— START EXERCISE DATA —
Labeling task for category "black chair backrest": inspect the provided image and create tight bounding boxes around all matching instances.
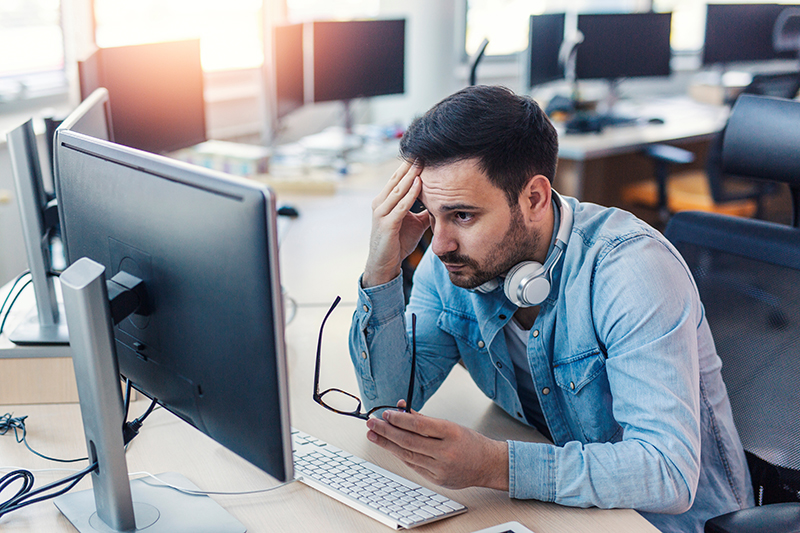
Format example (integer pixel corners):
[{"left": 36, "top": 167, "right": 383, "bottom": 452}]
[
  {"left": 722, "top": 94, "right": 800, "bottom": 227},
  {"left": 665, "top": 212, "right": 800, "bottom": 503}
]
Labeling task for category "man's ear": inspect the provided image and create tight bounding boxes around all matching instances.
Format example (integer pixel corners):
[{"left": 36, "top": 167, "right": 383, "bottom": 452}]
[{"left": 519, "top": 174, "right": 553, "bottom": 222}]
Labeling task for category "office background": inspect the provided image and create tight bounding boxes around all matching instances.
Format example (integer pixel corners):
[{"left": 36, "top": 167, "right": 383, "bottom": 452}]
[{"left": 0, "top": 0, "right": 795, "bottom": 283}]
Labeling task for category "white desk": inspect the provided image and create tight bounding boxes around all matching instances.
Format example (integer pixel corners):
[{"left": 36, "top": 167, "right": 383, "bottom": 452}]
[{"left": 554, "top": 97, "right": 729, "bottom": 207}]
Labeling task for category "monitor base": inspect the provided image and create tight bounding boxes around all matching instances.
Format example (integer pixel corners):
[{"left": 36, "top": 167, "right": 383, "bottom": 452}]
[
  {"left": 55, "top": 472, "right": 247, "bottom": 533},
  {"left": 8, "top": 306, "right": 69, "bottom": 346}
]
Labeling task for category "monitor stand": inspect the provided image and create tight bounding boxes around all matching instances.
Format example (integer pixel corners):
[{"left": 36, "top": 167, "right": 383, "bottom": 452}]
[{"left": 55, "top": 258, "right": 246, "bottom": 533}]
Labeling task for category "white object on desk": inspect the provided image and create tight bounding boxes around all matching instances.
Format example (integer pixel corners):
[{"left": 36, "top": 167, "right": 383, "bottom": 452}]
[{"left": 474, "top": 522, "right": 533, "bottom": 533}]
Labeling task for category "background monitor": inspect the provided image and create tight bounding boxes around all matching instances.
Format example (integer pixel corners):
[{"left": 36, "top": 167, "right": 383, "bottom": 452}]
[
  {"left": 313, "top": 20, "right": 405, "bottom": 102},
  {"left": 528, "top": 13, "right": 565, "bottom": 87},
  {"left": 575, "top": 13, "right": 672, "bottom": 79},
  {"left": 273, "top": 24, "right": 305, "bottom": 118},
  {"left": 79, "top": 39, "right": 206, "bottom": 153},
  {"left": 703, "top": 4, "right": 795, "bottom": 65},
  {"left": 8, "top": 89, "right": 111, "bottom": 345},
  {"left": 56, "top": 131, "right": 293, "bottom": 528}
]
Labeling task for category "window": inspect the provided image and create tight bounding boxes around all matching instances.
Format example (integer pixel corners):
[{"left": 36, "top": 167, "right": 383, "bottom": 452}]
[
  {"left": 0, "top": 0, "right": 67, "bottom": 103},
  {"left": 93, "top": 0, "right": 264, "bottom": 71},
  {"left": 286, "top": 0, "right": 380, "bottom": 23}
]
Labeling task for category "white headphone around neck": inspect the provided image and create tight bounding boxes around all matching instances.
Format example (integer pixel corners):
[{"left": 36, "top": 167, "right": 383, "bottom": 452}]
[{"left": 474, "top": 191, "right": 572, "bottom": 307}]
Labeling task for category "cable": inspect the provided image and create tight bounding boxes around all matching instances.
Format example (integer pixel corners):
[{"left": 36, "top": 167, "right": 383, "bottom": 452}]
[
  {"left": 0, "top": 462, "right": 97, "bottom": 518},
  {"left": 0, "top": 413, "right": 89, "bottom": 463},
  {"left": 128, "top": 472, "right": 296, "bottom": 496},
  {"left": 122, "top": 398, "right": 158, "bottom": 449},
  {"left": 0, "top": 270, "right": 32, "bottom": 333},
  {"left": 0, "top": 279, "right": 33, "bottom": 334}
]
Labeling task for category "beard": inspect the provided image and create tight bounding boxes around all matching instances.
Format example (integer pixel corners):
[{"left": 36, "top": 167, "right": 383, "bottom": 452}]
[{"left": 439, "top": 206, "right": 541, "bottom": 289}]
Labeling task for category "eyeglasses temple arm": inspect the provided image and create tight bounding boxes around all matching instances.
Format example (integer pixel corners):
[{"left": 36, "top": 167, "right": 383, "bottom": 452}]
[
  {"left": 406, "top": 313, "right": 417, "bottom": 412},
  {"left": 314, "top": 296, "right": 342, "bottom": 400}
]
— END EXERCISE DATA —
— START EXERCISE DATA —
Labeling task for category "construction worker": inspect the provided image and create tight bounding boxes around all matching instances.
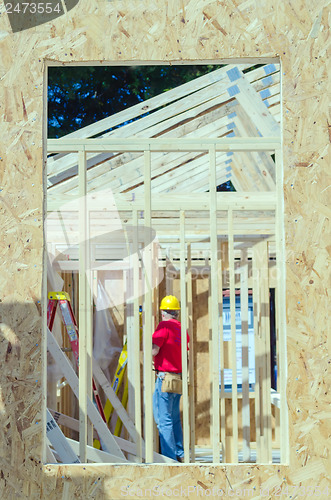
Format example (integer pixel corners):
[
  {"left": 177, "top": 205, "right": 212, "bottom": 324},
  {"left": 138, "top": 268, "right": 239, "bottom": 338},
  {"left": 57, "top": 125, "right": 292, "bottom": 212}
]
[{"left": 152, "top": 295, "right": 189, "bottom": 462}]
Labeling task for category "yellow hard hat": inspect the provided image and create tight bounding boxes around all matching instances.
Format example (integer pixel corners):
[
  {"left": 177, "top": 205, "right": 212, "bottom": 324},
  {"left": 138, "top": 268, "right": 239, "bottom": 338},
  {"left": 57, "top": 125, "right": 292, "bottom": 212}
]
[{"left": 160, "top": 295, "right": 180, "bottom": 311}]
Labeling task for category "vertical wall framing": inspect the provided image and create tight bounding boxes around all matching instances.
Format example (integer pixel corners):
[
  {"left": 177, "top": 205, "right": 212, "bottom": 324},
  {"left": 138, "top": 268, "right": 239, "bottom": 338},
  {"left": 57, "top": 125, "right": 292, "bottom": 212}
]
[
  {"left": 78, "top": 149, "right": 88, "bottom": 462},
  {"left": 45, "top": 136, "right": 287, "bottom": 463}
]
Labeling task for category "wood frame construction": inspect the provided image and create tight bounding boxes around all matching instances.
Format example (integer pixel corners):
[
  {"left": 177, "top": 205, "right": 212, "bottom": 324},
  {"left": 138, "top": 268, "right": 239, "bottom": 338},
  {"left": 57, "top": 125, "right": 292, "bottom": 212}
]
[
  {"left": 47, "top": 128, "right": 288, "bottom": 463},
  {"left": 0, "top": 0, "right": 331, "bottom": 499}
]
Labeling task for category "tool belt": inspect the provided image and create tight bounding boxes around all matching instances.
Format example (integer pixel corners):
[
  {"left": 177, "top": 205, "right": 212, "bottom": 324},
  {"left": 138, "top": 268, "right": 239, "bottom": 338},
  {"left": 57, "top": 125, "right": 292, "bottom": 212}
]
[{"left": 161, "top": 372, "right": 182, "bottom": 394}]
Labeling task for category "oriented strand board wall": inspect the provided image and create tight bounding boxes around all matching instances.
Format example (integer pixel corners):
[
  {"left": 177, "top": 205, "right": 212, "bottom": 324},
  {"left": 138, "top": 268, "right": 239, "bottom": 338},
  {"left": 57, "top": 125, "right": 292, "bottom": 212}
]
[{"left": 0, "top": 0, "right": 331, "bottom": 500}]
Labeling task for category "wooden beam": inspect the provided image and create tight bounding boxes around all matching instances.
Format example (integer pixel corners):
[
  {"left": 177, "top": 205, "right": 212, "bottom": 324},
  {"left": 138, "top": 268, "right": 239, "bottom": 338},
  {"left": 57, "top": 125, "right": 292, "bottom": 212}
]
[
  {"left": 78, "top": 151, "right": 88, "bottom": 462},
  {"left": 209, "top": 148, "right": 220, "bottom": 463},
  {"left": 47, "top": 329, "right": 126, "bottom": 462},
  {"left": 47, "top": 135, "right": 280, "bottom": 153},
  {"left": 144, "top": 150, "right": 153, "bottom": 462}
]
— END EXERCISE DATA —
— START EXERCISE DATA —
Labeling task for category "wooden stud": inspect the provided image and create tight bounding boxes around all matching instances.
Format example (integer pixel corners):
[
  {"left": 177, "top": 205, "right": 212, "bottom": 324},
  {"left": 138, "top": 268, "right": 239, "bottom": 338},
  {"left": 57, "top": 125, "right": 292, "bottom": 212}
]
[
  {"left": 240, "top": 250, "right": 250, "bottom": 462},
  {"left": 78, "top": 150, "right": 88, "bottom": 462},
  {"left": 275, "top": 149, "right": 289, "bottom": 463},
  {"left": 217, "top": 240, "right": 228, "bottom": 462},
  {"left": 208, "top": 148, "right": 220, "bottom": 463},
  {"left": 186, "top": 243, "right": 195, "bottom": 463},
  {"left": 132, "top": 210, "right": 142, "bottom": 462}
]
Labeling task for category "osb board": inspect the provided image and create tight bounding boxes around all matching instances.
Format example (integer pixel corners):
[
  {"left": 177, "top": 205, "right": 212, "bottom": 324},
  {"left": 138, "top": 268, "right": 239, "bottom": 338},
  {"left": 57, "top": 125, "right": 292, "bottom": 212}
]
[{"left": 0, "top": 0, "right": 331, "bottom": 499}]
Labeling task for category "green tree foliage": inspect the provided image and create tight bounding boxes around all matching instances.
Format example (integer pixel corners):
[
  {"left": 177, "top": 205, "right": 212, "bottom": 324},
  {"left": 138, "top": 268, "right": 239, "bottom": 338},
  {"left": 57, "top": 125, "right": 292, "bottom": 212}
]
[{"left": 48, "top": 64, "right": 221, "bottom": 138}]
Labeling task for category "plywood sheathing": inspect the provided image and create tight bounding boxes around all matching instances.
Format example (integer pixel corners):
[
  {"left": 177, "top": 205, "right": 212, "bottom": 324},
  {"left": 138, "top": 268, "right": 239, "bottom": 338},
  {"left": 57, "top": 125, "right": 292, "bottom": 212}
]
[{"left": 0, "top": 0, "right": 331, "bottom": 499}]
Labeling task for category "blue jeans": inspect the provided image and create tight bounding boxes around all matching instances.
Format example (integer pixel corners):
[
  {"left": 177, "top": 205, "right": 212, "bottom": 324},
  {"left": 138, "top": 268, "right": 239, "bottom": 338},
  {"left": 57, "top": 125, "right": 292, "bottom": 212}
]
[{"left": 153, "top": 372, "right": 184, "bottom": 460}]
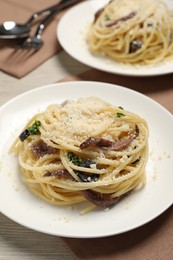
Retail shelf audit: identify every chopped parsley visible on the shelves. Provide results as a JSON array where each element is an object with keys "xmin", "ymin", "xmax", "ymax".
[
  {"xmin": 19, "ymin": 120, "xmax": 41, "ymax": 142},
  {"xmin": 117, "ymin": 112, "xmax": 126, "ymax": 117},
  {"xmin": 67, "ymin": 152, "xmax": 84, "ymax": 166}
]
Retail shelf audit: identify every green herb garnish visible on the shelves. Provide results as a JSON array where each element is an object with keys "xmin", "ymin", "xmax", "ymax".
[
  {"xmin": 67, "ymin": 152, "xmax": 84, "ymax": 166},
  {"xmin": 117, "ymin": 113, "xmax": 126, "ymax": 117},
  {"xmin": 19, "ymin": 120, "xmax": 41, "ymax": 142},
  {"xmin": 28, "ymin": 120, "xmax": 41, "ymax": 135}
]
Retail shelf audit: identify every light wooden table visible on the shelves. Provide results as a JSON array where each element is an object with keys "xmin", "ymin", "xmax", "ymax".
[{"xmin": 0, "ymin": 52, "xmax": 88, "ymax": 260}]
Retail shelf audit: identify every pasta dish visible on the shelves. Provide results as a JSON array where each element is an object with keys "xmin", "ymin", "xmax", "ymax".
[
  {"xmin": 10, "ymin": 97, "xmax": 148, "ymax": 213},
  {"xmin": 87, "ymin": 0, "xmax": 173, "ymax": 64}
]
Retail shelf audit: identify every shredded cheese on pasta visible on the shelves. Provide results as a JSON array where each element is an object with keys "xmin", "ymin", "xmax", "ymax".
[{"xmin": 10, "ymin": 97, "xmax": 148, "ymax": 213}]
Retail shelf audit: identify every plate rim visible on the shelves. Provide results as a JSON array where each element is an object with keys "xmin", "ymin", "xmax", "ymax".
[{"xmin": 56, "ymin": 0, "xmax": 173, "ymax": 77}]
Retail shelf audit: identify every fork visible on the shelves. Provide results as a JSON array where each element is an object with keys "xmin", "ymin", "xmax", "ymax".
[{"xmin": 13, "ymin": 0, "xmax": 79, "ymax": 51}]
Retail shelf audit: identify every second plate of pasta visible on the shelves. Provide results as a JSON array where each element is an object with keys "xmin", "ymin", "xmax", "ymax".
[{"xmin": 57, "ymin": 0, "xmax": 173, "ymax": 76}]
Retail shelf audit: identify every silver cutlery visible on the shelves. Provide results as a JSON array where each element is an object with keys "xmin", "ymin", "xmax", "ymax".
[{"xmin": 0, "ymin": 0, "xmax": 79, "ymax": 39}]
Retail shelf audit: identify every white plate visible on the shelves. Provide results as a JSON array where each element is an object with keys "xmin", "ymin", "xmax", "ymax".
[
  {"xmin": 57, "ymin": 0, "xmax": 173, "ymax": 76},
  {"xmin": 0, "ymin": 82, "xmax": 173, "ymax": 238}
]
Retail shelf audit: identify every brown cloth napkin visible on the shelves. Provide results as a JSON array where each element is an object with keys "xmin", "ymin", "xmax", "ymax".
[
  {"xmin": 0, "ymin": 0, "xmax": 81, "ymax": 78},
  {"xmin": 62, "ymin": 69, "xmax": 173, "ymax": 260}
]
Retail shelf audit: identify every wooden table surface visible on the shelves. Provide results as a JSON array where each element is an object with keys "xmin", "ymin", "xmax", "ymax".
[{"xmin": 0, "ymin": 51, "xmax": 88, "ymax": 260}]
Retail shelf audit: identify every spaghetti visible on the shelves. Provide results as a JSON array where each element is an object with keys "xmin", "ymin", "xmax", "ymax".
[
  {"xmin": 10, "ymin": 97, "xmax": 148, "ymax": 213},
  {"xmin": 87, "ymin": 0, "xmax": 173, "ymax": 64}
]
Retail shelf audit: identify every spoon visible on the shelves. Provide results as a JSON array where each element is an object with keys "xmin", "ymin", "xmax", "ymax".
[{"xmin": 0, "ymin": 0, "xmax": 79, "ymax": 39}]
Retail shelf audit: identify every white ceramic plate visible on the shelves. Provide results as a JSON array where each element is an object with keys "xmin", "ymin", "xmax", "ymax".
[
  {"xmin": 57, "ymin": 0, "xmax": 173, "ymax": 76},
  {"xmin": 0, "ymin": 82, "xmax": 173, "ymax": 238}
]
— END EXERCISE DATA —
## WHAT IS NEEDED
Locate every line in the records above that contains the word "board" and copy each such line.

## SOLUTION TO THIS EXERCISE
Labeling task for category "oriented strand board wall": inspect the provided image and create tight bounding boxes around all matching instances.
Labeling task for category "osb board": inspect the provided image and create tight bounding boxes around all matching instances.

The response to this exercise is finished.